━━━ Dataset ━━━

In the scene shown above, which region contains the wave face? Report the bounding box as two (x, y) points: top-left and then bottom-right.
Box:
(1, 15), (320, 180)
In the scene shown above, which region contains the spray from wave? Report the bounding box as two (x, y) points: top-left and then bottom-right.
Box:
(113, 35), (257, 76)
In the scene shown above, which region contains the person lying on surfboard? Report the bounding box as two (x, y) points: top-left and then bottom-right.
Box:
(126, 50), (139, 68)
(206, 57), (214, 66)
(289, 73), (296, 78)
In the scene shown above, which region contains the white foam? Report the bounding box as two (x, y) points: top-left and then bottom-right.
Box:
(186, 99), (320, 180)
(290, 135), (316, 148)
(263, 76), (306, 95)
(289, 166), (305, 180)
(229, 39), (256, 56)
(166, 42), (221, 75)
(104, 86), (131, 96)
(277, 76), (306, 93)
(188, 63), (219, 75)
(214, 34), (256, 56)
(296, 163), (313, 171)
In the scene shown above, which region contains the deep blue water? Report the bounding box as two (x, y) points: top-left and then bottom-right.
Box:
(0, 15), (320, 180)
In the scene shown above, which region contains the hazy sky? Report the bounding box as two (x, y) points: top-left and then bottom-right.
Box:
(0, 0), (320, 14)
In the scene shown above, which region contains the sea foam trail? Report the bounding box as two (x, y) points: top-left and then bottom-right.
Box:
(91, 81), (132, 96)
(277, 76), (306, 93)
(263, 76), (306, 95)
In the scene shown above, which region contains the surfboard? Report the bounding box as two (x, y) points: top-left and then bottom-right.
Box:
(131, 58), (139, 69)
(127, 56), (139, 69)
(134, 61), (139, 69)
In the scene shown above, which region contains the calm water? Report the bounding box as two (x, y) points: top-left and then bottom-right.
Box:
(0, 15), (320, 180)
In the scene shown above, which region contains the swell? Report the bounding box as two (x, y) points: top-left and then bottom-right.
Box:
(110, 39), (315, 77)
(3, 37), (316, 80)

━━━

Exercise goal:
Your answer should consist only of the lines from the one that holds "In the scene shown above, which region contains the swell?" to the end of the entries above, both ends included, each repeated exactly.

Completed task:
In the scene shown above, which region contains the swell? Report the bounding box as two (x, y) points: top-left and then bottom-right.
Box:
(110, 39), (315, 77)
(3, 37), (316, 80)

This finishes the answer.